# Aim of the task
If a line in the data below includes the string "positive", please return a copy of it.

++++ Given records ++++

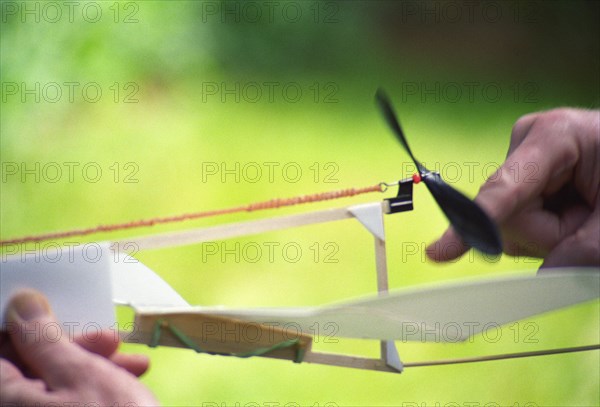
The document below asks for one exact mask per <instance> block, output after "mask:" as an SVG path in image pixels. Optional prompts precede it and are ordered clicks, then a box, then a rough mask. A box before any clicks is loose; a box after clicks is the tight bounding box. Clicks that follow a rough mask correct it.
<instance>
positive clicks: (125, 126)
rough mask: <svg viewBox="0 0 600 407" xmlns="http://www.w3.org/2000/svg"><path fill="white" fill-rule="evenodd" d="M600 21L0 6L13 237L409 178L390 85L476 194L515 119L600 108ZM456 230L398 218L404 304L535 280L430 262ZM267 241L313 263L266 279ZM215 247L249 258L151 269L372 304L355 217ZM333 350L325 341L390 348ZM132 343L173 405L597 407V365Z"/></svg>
mask: <svg viewBox="0 0 600 407" xmlns="http://www.w3.org/2000/svg"><path fill="white" fill-rule="evenodd" d="M598 17H600V15H599V7H598V3H597V2H584V1H568V2H567V1H565V2H538V1H525V2H512V1H511V2H508V1H507V2H488V1H482V2H462V1H448V2H442V1H427V2H417V1H398V2H380V1H348V2H334V1H322V2H314V1H277V2H262V1H258V2H233V1H226V2H220V1H205V2H202V1H189V2H186V1H171V2H166V1H147V2H146V1H133V2H113V1H107V2H65V3H63V2H37V1H28V2H14V1H2V26H1V37H2V38H1V40H0V41H1V42H0V45H1V52H2V54H1V62H0V68H1V72H0V75H1V82H2V110H1V128H0V130H1V142H0V149H1V155H2V156H1V160H2V184H1V188H2V191H1V198H0V200H1V215H2V217H1V235H2V238H8V237H13V236H17V235H23V234H28V233H39V232H45V231H54V230H64V229H70V228H76V227H82V226H92V225H96V224H99V223H112V222H119V221H127V220H131V219H140V218H145V217H151V216H158V215H169V214H179V213H182V212H189V211H197V210H204V209H214V208H221V207H227V206H234V205H238V204H243V203H248V202H253V201H256V200H266V199H270V198H273V197H286V196H295V195H301V194H307V193H314V192H322V191H328V190H332V189H341V188H348V187H355V186H356V187H357V186H367V185H372V184H375V183H377V182H380V181H392V180H395V179H398V178H400V177H405V176H407V175H409V174H410V172H411V171H412V167H411V166H410V164H409V163H408V157H407V155H406V154H405V153H404V152H403V151H402V149H401V148H400V147H399V145H398V144H397V143H396V142H395V141H394V139H393V137H392V136H391V134H390V132H389V131H388V129H387V128H386V126H385V125H384V123H383V120H382V119H381V117H380V114H379V113H378V112H377V111H376V109H375V106H374V102H373V95H374V92H375V90H376V89H377V87H379V86H383V87H384V88H385V89H386V90H387V91H388V93H389V94H390V95H391V97H392V99H393V100H394V102H395V104H396V107H397V110H398V112H399V115H400V118H401V120H402V122H403V126H404V127H405V131H406V133H407V135H408V137H409V139H410V142H411V144H412V148H413V151H415V152H416V154H417V156H418V157H419V158H421V159H422V160H423V161H425V163H426V164H427V165H428V166H430V167H434V168H436V169H439V170H440V171H441V172H442V175H443V176H445V177H446V179H448V180H449V181H450V182H451V183H452V184H454V185H455V186H456V187H458V188H459V189H461V190H463V191H465V193H467V194H468V195H470V196H474V195H475V194H476V192H477V189H478V187H479V185H480V184H481V183H482V182H483V181H484V180H485V179H486V176H488V175H489V174H491V173H492V171H493V170H494V169H495V168H497V166H498V165H499V164H500V163H501V162H502V161H503V158H504V156H505V152H506V150H507V146H508V142H509V136H510V131H511V126H512V124H513V123H514V122H515V121H516V120H517V119H518V118H519V117H520V116H521V115H523V114H526V113H529V112H534V111H539V110H543V109H549V108H553V107H558V106H567V105H568V106H578V107H587V108H592V107H593V108H597V107H598V105H599V93H600V92H599V90H600V75H599V72H600V50H599V38H600V35H599V34H600V32H599V25H598V24H599V21H600V19H599V18H598ZM265 163H271V164H265ZM269 166H270V167H269ZM69 168H73V171H72V173H70V172H69ZM215 168H216V169H217V170H216V171H212V170H215ZM257 168H258V169H260V171H261V172H257ZM269 168H273V169H274V171H273V172H272V174H269V172H268V169H269ZM222 169H229V170H232V172H230V173H223V172H222V171H221V170H222ZM284 169H285V171H284ZM298 169H300V172H298V171H297V170H298ZM209 170H211V171H212V172H211V171H209ZM288 170H289V171H288ZM27 171H29V172H27ZM98 171H100V172H98ZM294 171H296V172H294ZM215 172H216V173H215ZM213 173H215V174H213ZM36 177H37V178H36ZM236 177H237V178H236ZM380 198H381V196H379V195H377V194H374V195H370V196H362V197H357V198H354V199H346V200H344V201H343V202H335V203H324V204H315V205H312V206H310V207H304V208H291V209H284V210H279V211H273V212H267V213H261V214H258V213H257V214H251V215H247V214H244V215H238V216H228V217H225V218H219V219H206V220H202V221H196V222H193V223H192V224H193V226H201V225H211V224H218V223H221V222H231V221H235V220H242V219H253V218H259V217H264V216H270V215H276V214H282V213H298V212H301V211H305V210H311V209H313V208H314V209H316V208H325V207H330V206H341V205H347V204H353V203H359V202H368V201H372V200H377V199H380ZM445 227H446V220H445V218H444V217H443V215H442V213H441V212H440V210H439V209H438V208H437V207H436V205H435V203H434V202H433V200H432V198H431V197H430V196H429V194H428V192H427V191H426V190H425V189H424V188H422V187H416V188H415V210H414V211H413V212H410V213H404V214H401V215H395V216H392V217H387V218H386V228H387V233H388V247H389V268H390V285H391V286H392V287H394V288H400V287H406V286H411V285H416V284H425V283H433V282H444V281H450V280H455V279H461V278H487V277H489V276H492V275H502V274H506V273H507V272H510V271H512V270H531V272H532V273H533V272H534V270H535V269H536V267H537V266H538V265H539V261H538V260H536V259H529V258H510V257H504V258H502V259H501V260H488V261H486V260H485V259H482V258H481V257H479V256H477V255H472V254H471V255H467V256H466V257H465V258H463V259H461V260H460V261H457V262H454V263H452V264H448V265H436V264H432V263H430V262H427V261H426V260H425V257H424V254H423V249H424V247H425V246H426V244H427V243H429V242H431V241H432V240H433V239H435V238H436V237H437V236H438V235H439V234H441V233H442V232H443V230H444V229H445ZM176 228H177V227H173V226H169V227H160V228H157V231H164V230H172V229H176ZM149 232H150V231H145V232H144V233H149ZM140 233H141V232H140ZM135 234H137V233H135ZM126 235H127V234H124V233H115V234H112V235H102V236H91V237H89V240H85V241H91V240H94V239H108V238H113V237H120V236H126ZM71 241H72V239H71ZM273 243H274V244H277V245H279V246H278V247H283V246H284V245H286V244H292V245H294V246H295V247H300V248H301V250H302V254H301V255H300V258H299V260H298V261H297V262H292V261H290V259H289V258H288V257H286V256H285V254H284V253H282V252H281V251H278V250H275V252H274V253H275V255H274V258H273V261H271V259H269V256H267V255H266V251H265V252H263V253H262V255H261V256H259V258H258V261H256V262H254V261H250V260H252V259H254V257H255V256H254V257H253V256H252V255H249V256H250V257H252V259H249V257H248V256H244V253H243V252H242V251H241V250H243V248H244V247H250V246H253V247H255V246H256V245H258V246H260V247H262V248H266V247H267V246H266V245H268V244H273ZM226 244H227V246H226V247H225V248H229V249H231V248H233V249H234V250H235V248H236V244H237V245H238V246H237V247H239V248H240V250H238V254H240V258H239V259H236V258H235V256H234V255H226V256H224V258H223V257H222V256H220V255H215V256H207V255H206V252H205V251H203V250H204V249H205V248H204V247H201V246H192V247H182V248H176V249H167V250H157V251H149V252H142V253H139V255H138V257H139V259H140V260H142V261H143V262H144V263H145V264H147V265H148V266H150V267H151V268H153V269H154V270H155V271H157V272H158V273H159V274H160V275H161V276H162V277H163V278H165V279H166V280H167V281H168V282H169V283H170V284H172V285H173V286H174V287H175V288H176V289H177V290H178V291H179V292H180V293H181V294H182V295H183V296H184V297H185V298H186V299H187V300H188V301H189V302H191V303H193V304H206V305H217V304H223V305H228V306H256V305H261V306H265V305H317V304H323V303H328V302H333V301H339V300H341V299H344V298H348V297H357V296H362V295H367V294H370V293H373V292H374V290H375V276H374V259H373V253H372V243H371V240H370V237H369V236H368V234H367V233H365V232H364V231H363V230H362V229H361V228H360V227H359V226H358V225H355V224H352V223H351V222H350V223H347V222H339V223H335V224H330V225H319V226H310V227H304V228H300V229H295V230H286V231H283V232H277V233H269V234H265V235H261V236H254V237H248V238H245V239H239V240H233V241H227V242H226ZM249 245H250V246H249ZM317 251H318V255H317ZM328 253H331V256H332V257H331V260H334V261H333V262H329V261H326V260H327V259H326V257H325V255H326V254H328ZM219 254H222V253H221V252H220V253H219ZM121 317H122V318H123V320H126V318H127V316H126V315H125V314H123V315H121ZM598 319H599V310H598V305H597V304H586V305H582V306H577V307H574V308H571V309H568V310H563V311H560V312H555V313H552V314H550V315H544V316H541V317H538V318H532V319H529V320H527V321H522V322H521V323H519V324H516V325H512V326H510V327H505V328H504V329H502V331H501V334H502V336H501V338H499V340H498V341H494V342H493V343H492V341H489V340H485V338H483V337H481V336H477V337H475V338H474V340H473V341H472V342H470V343H464V344H447V345H445V344H421V343H416V344H414V343H398V348H399V351H400V355H401V356H402V358H403V359H404V360H406V361H416V360H424V359H434V358H442V357H443V358H446V357H458V356H463V355H478V354H486V353H498V352H516V351H524V350H533V349H544V348H550V347H558V346H574V345H583V344H591V343H598V340H599V332H598V331H599V327H598ZM528 323H529V325H527V324H528ZM532 327H533V328H532ZM532 329H533V330H534V331H535V332H534V331H532ZM528 335H533V336H529V337H528ZM530 339H534V341H533V342H534V343H532V341H531V340H530ZM322 342H323V341H319V343H317V344H316V345H315V347H316V348H317V349H321V350H328V351H341V352H347V353H351V354H362V355H376V352H377V349H378V347H377V344H376V343H368V342H363V341H348V340H340V342H339V344H336V345H330V344H324V343H322ZM123 350H124V351H126V352H141V353H145V354H148V355H149V356H150V357H151V359H152V368H151V370H150V372H149V373H148V374H146V376H144V378H143V379H142V380H143V381H144V383H146V384H147V385H148V386H150V387H151V388H152V390H153V391H154V392H155V393H156V395H157V396H158V398H159V399H160V400H161V402H162V403H164V404H165V405H206V406H219V407H221V406H266V405H269V406H279V405H289V406H293V405H303V406H304V405H306V406H329V407H333V406H398V405H405V406H417V405H418V406H425V405H427V406H430V405H435V406H446V405H448V406H463V405H510V406H576V405H577V406H590V405H598V404H599V398H600V393H599V392H600V390H599V384H598V383H599V380H600V368H599V366H600V358H599V355H598V352H591V353H590V352H588V353H584V354H573V355H562V356H551V357H542V358H534V359H521V360H512V361H500V362H489V363H483V364H471V365H462V366H447V367H433V368H415V369H409V370H407V371H406V372H405V373H403V374H402V375H392V374H383V373H375V372H367V371H359V370H352V369H343V368H334V367H327V366H317V365H307V364H302V365H296V364H292V363H286V362H282V361H273V360H266V359H260V358H254V359H250V360H238V359H234V358H225V357H215V356H207V355H196V354H195V353H193V352H192V351H188V350H181V349H162V348H161V349H149V348H147V347H143V346H134V345H127V346H123ZM203 403H204V404H203ZM211 403H212V404H211ZM236 403H237V404H236ZM269 403H271V404H269ZM294 403H295V404H294ZM403 403H404V404H403ZM436 403H438V404H436ZM452 403H454V404H452ZM468 403H475V404H468ZM490 403H491V404H490ZM493 403H496V404H493ZM527 403H529V404H527Z"/></svg>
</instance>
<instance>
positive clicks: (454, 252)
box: [425, 227, 469, 262]
mask: <svg viewBox="0 0 600 407" xmlns="http://www.w3.org/2000/svg"><path fill="white" fill-rule="evenodd" d="M467 250H469V247H468V246H467V245H465V244H464V242H463V241H462V239H461V238H460V236H459V235H458V234H457V233H456V232H455V231H454V229H453V228H452V227H450V228H448V229H447V230H446V232H444V234H443V235H442V237H440V238H439V239H438V240H437V241H435V242H433V243H431V244H430V245H429V246H428V247H427V249H425V252H426V253H427V257H429V258H430V259H431V260H433V261H435V262H444V261H450V260H454V259H457V258H459V257H460V256H462V255H463V254H465V253H466V252H467Z"/></svg>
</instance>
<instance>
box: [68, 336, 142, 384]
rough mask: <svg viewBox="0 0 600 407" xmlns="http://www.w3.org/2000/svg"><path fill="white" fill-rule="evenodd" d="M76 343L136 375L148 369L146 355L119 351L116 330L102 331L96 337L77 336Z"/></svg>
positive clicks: (92, 352) (119, 366) (118, 346)
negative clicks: (120, 351)
mask: <svg viewBox="0 0 600 407" xmlns="http://www.w3.org/2000/svg"><path fill="white" fill-rule="evenodd" d="M75 343H76V344H78V345H79V346H80V347H82V348H83V349H85V350H86V351H88V352H92V353H95V354H96V355H99V356H102V357H105V358H107V359H109V360H110V361H111V362H113V363H114V364H115V365H117V366H119V367H121V368H123V369H125V370H127V371H128V372H129V373H131V374H133V375H135V376H141V375H142V374H144V373H145V372H146V370H148V366H149V359H148V357H147V356H145V355H135V354H125V353H118V352H117V348H118V347H119V337H118V336H116V335H115V333H114V331H101V332H100V333H99V334H98V335H97V336H96V337H95V338H93V339H90V338H87V337H85V336H83V335H82V336H77V337H76V338H75Z"/></svg>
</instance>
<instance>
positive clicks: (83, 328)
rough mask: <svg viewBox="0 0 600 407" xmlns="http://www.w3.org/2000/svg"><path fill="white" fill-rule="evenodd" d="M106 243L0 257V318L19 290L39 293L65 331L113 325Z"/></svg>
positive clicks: (69, 246) (87, 328)
mask: <svg viewBox="0 0 600 407" xmlns="http://www.w3.org/2000/svg"><path fill="white" fill-rule="evenodd" d="M111 256H112V253H111V251H110V250H109V247H108V244H100V243H88V244H84V245H79V246H63V247H62V249H56V248H54V247H52V248H49V249H47V250H40V251H38V252H35V253H34V252H23V253H19V254H15V255H12V256H3V257H2V260H1V262H0V323H1V326H4V322H5V321H4V317H5V311H6V305H7V303H8V301H9V299H10V298H11V296H12V295H13V294H14V293H15V292H16V291H17V290H19V289H22V288H34V289H36V290H38V291H41V292H42V293H44V294H45V295H46V296H47V297H48V300H49V302H50V305H51V307H52V310H53V311H54V314H55V315H56V317H57V319H58V320H59V321H60V322H61V323H62V324H63V326H64V327H65V329H66V330H67V331H68V332H69V333H79V332H81V331H82V330H83V329H86V330H88V329H98V328H99V329H106V328H109V327H111V326H113V325H114V323H115V313H114V305H113V302H112V292H111V291H112V288H111V272H110V267H111V262H112V260H111Z"/></svg>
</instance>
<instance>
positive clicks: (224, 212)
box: [0, 184, 383, 246]
mask: <svg viewBox="0 0 600 407" xmlns="http://www.w3.org/2000/svg"><path fill="white" fill-rule="evenodd" d="M370 192H383V188H382V186H381V184H377V185H371V186H369V187H364V188H349V189H342V190H338V191H329V192H321V193H317V194H311V195H302V196H296V197H292V198H277V199H270V200H268V201H263V202H255V203H251V204H248V205H242V206H235V207H231V208H224V209H215V210H209V211H202V212H194V213H184V214H182V215H175V216H166V217H156V218H150V219H142V220H137V221H130V222H124V223H114V224H110V225H99V226H96V227H90V228H86V229H73V230H67V231H62V232H53V233H43V234H38V235H29V236H23V237H18V238H14V239H4V240H0V246H3V245H8V244H20V243H28V242H41V241H44V240H51V239H64V238H67V237H74V236H87V235H92V234H95V233H104V232H114V231H117V230H125V229H134V228H142V227H150V226H154V225H158V224H167V223H176V222H184V221H188V220H193V219H200V218H208V217H213V216H219V215H226V214H232V213H238V212H254V211H262V210H266V209H276V208H281V207H285V206H294V205H301V204H306V203H311V202H321V201H328V200H332V199H340V198H346V197H352V196H356V195H361V194H367V193H370Z"/></svg>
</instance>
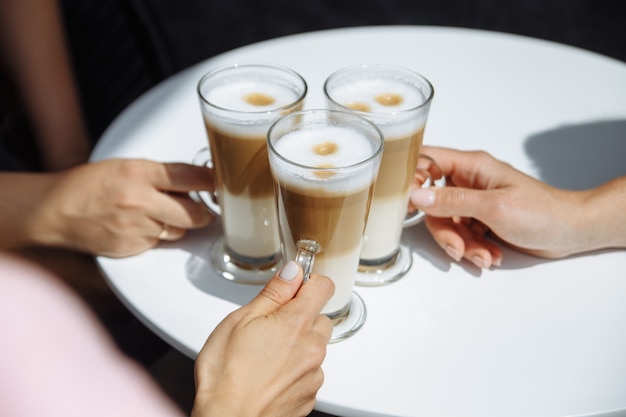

++++

# Answer to this task
positive clicks: (125, 126)
positive clicks: (454, 252)
positive clicks: (92, 352) (119, 366) (118, 346)
positive clicks: (83, 328)
positive clicks: (69, 246) (87, 328)
positive clicks: (224, 212)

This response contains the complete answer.